(Referring expression data)
******************************

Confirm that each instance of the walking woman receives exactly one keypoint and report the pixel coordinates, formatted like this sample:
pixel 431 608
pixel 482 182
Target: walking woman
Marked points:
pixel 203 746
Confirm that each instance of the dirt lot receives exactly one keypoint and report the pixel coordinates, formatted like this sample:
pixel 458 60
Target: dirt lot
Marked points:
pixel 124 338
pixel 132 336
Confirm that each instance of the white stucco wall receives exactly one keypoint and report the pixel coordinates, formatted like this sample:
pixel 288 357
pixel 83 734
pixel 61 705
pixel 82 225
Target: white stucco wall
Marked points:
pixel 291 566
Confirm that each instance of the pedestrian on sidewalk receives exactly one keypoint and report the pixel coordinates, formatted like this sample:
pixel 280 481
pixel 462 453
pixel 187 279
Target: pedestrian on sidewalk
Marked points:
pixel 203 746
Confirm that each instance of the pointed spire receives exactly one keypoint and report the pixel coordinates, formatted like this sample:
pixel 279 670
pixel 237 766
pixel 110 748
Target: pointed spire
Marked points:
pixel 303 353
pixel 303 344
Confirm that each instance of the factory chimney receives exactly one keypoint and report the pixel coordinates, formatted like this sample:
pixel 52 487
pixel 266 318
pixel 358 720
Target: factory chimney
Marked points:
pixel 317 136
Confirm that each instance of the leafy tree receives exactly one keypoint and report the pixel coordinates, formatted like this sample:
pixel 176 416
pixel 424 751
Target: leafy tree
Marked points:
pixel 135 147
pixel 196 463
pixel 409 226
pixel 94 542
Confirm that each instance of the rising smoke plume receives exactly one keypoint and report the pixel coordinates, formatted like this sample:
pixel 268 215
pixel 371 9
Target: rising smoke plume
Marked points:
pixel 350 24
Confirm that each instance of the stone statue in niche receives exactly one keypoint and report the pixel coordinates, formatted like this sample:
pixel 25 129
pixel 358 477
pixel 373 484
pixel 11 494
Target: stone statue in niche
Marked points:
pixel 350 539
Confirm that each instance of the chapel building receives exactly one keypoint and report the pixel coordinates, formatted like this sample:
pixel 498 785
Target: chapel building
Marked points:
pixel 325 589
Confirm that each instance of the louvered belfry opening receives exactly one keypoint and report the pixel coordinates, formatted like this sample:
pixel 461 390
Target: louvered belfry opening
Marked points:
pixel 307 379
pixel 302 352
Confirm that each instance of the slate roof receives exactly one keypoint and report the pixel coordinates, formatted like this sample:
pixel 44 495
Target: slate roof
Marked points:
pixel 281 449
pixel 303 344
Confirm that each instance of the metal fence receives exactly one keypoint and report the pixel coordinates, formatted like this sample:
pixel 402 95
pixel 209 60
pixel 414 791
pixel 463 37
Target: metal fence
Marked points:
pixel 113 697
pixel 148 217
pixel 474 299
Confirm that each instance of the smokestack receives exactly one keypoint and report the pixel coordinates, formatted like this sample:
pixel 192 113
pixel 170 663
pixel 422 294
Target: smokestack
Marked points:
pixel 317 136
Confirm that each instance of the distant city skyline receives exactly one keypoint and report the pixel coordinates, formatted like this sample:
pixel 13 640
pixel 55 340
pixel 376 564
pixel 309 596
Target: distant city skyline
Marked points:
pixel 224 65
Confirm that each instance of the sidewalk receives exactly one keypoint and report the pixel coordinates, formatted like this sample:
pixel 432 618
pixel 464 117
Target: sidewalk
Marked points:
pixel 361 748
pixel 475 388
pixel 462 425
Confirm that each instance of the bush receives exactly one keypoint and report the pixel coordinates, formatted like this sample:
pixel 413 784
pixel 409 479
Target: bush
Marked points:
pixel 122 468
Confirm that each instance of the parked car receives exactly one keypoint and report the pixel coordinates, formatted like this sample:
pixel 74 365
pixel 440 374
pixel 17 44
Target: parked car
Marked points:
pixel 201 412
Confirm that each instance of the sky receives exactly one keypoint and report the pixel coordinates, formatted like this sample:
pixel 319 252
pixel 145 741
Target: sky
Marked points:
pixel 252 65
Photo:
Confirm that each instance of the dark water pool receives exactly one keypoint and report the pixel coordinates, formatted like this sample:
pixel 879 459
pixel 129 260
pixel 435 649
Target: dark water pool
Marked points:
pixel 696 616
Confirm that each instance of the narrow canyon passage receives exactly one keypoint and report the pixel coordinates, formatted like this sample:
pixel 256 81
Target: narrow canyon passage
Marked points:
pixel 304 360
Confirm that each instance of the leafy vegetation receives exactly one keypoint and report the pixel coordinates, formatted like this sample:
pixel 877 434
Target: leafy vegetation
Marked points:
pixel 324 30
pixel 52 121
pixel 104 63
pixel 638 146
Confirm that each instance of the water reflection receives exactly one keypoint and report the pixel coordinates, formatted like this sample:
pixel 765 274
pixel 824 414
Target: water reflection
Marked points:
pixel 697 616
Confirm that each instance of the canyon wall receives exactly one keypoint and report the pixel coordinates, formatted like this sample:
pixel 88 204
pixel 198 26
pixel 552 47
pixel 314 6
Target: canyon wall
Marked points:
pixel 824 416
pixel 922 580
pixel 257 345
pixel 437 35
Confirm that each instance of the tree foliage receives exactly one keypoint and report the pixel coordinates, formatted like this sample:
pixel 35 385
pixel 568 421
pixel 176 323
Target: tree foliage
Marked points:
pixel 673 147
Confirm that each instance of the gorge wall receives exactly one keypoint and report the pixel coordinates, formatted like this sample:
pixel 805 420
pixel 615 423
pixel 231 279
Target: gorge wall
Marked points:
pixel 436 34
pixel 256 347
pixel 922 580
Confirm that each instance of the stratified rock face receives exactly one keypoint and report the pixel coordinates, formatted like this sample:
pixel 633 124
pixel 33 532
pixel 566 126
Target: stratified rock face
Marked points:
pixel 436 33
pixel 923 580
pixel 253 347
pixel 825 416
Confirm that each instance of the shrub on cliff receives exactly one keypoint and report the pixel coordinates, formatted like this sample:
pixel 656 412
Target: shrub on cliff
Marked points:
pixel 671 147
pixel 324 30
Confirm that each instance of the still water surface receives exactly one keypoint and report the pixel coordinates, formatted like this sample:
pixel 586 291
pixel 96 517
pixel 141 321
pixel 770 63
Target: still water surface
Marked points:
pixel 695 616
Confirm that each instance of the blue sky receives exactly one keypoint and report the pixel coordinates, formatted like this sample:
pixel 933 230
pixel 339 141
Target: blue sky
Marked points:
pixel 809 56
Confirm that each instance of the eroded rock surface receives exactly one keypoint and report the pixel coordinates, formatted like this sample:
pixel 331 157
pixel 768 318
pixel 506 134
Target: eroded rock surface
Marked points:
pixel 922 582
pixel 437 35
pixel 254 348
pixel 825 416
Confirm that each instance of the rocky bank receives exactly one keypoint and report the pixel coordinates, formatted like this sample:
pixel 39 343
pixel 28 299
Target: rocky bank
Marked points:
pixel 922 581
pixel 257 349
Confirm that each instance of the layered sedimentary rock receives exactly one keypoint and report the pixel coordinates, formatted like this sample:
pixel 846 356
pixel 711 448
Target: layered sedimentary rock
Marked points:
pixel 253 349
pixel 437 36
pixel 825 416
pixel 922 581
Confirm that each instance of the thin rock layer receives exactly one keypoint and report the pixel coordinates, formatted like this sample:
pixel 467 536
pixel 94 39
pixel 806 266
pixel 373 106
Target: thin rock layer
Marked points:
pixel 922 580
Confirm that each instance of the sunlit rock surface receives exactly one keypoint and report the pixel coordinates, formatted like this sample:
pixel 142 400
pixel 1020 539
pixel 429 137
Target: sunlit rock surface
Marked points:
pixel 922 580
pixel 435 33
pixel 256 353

******************************

__Assignment__. The job here is to find each line above with the word "rising" and copy it.

__Response box__.
Confirm that each instance of the rising smoke plume receives exactly one keypoint and report the pixel coordinates, formatted like this sample:
Target: rising smoke plume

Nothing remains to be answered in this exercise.